Text block —
Children’s Hospital collecting data on link between COVID and deadly MIS-C in children

"She went from being really really red to having completely blue and purple feet and hands and lips. She had a really rapid heart rate, which was possibly the scariest."

A healthcare worker administers a dose of the Pfizer vaccine in Boston on Aug. 16. Allison Dinner / Bloomberg

As COVID-19 continues to spread, more children are contracting the virus and a few are ending up with a rare but serious condition. Not much is known about multisystem inflammatory syndrome in children, or MIS-C, but Boston’s own Children’s Hospital is working on collecting data for federal studies.

Sarah Fortunato shared her daughter’s experience of MIS-C with WCVB. First, her daughter spiked a fever of 103 degrees, which Fortunato couldn’t break. Eventually, she brought her daughter to the emergency room.


“Kid’s get fevers, kids get rashes,” she said. “You never know what’s causing it. She went from being really really red to having completely blue and purple feet and hands and lips. She had a really rapid heart rate, which was possibly the scariest.”


Weeks before, Fortunato, her husband, and their daughter had all tested positive for COVID-19, but had mild or no symptoms.

According to the Centers for Disease Control and Prevention, MIS-C is a “condition where different body parts become inflamed, including the heart, lungs, kidneys, brain, skin, eyes, or gastrointestinal organs.” The cause is unknown, but the CDC noted 98% of children with MIS-C had COVID-19, and the other 2% had been around someone who had it. 

The CDC has identified cases of MIS-C as early April 2020, which tended to show up following spikes of COVID-19 infection. As of Aug. 27, 100 to 149 cases have been reported in Massachusetts.

Though it’s rare — affecting about 11 per 100,000 people, according to JAMA — it’s more common in children. The MIS-C case rate appeared to drop after widespread vaccination, but cases continue since the most impacted population — children 6 to 11-years-old — are not eligible for vaccination. 

The CDC reported 4,661 total cases of MIS-C, and 41 related deaths, as of Aug. 27.

Data to examine —
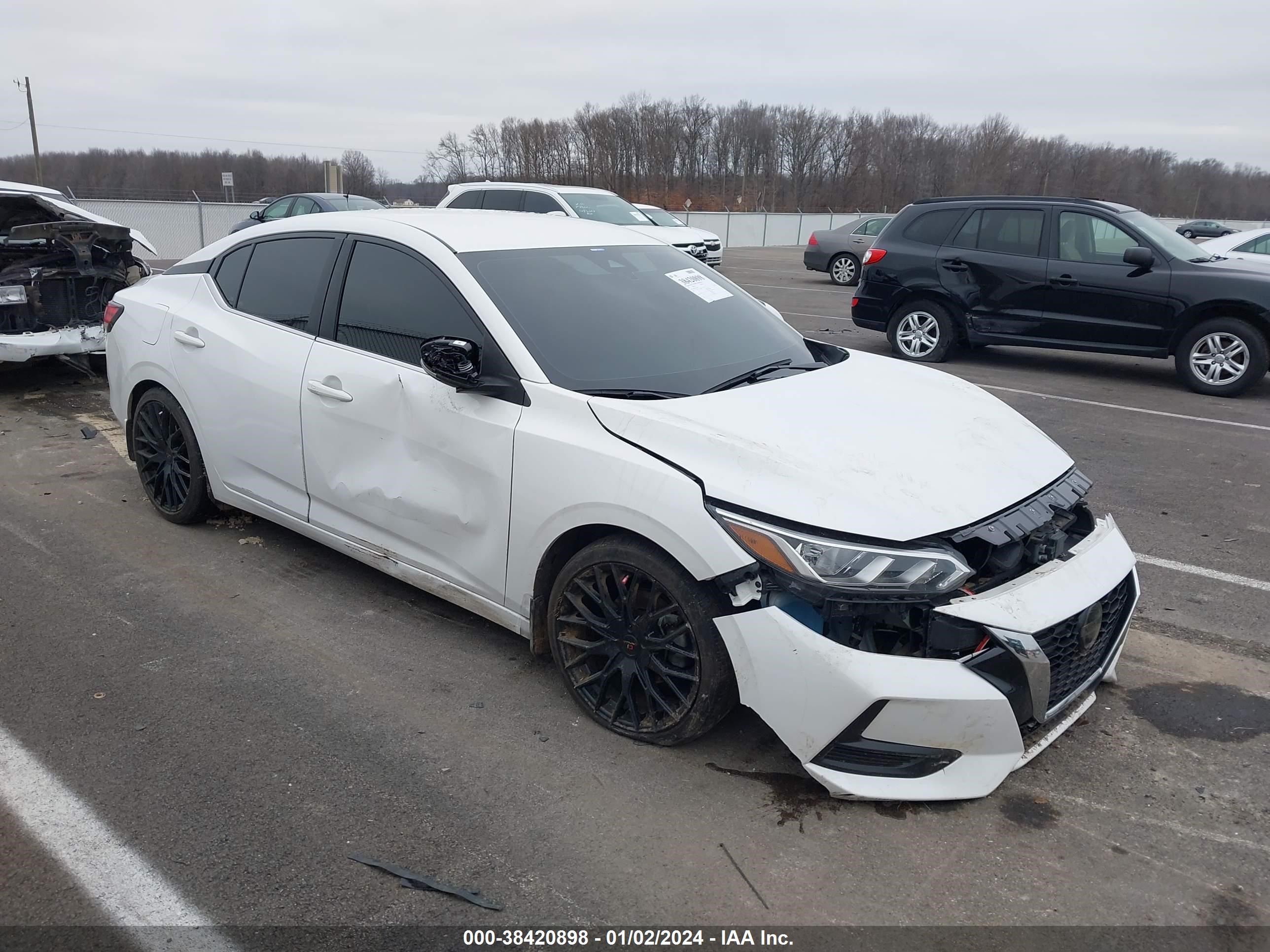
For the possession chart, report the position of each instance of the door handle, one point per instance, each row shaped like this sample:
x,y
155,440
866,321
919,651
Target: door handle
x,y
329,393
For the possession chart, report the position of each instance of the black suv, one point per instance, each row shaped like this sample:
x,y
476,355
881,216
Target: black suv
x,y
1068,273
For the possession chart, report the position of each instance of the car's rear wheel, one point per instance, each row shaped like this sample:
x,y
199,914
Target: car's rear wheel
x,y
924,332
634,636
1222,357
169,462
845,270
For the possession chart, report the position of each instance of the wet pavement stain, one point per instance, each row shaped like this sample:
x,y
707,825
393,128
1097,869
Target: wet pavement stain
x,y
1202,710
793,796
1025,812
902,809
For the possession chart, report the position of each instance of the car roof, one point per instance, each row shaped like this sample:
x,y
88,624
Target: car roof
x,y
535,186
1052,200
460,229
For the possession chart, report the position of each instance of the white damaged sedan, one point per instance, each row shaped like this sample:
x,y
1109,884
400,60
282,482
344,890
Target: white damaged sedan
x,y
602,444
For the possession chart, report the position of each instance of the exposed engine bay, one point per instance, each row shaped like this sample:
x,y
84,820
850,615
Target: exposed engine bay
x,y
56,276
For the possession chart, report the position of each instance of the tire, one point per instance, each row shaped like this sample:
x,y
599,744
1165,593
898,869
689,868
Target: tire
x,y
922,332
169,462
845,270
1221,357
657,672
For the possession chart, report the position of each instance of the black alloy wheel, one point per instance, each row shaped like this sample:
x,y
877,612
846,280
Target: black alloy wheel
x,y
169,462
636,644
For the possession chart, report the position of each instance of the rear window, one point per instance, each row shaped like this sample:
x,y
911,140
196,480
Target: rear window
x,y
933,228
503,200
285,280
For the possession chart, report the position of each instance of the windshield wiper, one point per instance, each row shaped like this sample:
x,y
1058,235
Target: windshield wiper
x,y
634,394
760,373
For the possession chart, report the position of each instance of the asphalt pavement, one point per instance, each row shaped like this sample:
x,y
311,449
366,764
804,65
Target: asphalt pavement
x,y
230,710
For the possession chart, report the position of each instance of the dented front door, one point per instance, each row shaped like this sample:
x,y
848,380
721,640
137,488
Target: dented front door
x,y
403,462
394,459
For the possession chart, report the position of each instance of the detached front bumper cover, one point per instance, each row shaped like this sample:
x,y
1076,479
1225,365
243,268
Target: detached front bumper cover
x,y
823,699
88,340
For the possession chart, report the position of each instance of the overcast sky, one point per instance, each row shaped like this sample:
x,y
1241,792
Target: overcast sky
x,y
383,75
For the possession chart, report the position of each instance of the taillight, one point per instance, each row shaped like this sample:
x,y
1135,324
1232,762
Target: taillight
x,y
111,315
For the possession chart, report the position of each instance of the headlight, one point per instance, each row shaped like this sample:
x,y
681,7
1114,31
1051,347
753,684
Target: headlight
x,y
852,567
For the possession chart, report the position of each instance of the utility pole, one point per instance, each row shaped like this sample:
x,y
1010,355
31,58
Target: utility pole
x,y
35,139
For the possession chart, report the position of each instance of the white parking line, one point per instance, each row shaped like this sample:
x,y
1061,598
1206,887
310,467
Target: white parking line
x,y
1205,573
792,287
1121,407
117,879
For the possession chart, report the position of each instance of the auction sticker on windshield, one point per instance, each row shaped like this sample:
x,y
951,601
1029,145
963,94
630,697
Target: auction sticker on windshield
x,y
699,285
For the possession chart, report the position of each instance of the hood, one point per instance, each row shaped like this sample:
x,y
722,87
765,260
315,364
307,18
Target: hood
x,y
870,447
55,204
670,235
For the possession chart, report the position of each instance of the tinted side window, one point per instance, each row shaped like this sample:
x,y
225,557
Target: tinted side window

Required action A — In the MIS-C article, how many total cases and related deaths had the CDC reported as of Aug. 27?
Required action B — Extend the article on MIS-C in children past its last sentence.
The lines stand on their own and are not part of the MIS-C article.

Written answer A — 4,661 total cases and 41 related deaths.

Written answer B —
Dr. Adrienne Randolph, a critical care specialist at Boston Children’s Hospital, told WCVB MIS-C is definitely an immune response.

“The hyper-inflammatory response is because, in part, the immune system has never seen this virus before,” Randolph said. “About 70% end up in the intensive care unit.”


Since it’s an immune response, Randolph said vaccination will likely decrease MIS-C case counts, but a COVID-19 vaccination is not yet authorized for children under 12, so cases could continue to emerge. (Pfizer announced Tuesday it’s working on a vaccine for kids.)

“We’re watching very carefully and we anticipate if it’s going to peak, it might be happening soon,” Randolph told WCVB. “It’s very likely that vaccination is going to prevent MIS-C because the patient already has antibodies and it’s not their first exposure. And hopefully, it will go [away] and we will see very few to no cases in the future.”

The CDC is still working to understand the condition, with data from Randolph and other physicians.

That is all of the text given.